Material shown:
* * * *

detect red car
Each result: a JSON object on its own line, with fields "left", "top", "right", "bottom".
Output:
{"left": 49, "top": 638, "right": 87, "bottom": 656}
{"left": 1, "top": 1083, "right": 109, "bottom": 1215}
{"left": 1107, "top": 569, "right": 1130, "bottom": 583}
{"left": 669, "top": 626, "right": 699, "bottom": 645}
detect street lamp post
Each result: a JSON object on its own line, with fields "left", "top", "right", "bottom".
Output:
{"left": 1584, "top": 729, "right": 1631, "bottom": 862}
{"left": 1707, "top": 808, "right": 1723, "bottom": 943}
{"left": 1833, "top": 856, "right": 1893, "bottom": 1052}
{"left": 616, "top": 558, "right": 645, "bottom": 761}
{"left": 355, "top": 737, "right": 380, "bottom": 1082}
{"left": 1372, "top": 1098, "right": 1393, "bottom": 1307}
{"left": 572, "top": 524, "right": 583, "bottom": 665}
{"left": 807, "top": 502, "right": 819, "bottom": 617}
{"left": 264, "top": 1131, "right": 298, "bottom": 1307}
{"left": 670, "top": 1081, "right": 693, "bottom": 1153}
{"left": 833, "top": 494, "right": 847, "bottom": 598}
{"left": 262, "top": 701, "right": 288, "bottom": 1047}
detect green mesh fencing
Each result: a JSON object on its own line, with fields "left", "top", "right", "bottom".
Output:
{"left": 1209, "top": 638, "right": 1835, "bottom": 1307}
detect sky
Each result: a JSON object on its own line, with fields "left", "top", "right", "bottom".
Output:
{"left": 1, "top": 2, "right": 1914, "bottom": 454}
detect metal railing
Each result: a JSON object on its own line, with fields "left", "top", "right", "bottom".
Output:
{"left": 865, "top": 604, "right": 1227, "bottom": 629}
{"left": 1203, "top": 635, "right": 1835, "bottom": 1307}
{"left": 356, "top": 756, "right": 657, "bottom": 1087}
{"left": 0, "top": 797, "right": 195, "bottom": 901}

* * * *

Problem to solve: Going line by line, copy the data above exactly.

Response area:
detect red car
Each result: a JSON object on its own line, with fields "left", "top", "right", "bottom".
Output:
{"left": 49, "top": 638, "right": 87, "bottom": 656}
{"left": 1, "top": 1083, "right": 109, "bottom": 1215}
{"left": 1107, "top": 569, "right": 1130, "bottom": 583}
{"left": 669, "top": 626, "right": 699, "bottom": 645}
detect street lamp post
Each result: a JSON object on its own line, with fields "left", "top", "right", "bottom".
Output:
{"left": 1584, "top": 729, "right": 1631, "bottom": 862}
{"left": 1707, "top": 808, "right": 1723, "bottom": 943}
{"left": 1833, "top": 856, "right": 1893, "bottom": 1052}
{"left": 616, "top": 558, "right": 645, "bottom": 761}
{"left": 355, "top": 737, "right": 380, "bottom": 1082}
{"left": 1372, "top": 1098, "right": 1393, "bottom": 1307}
{"left": 572, "top": 524, "right": 583, "bottom": 665}
{"left": 807, "top": 502, "right": 819, "bottom": 617}
{"left": 264, "top": 1131, "right": 298, "bottom": 1307}
{"left": 670, "top": 1081, "right": 693, "bottom": 1153}
{"left": 833, "top": 494, "right": 847, "bottom": 598}
{"left": 262, "top": 701, "right": 288, "bottom": 1047}
detect green mesh fencing
Each result: a JSON object on its own line, with fields "left", "top", "right", "bottom".
Output:
{"left": 1209, "top": 638, "right": 1835, "bottom": 1307}
detect sky
Each result: a JSON object on its own line, with fields "left", "top", "right", "bottom".
Output:
{"left": 1, "top": 2, "right": 1914, "bottom": 454}
detect metal railing
Each result: a JSON object on its own line, with fields "left", "top", "right", "bottom".
Output:
{"left": 865, "top": 604, "right": 1227, "bottom": 629}
{"left": 1203, "top": 635, "right": 1835, "bottom": 1307}
{"left": 356, "top": 756, "right": 657, "bottom": 1087}
{"left": 0, "top": 797, "right": 195, "bottom": 901}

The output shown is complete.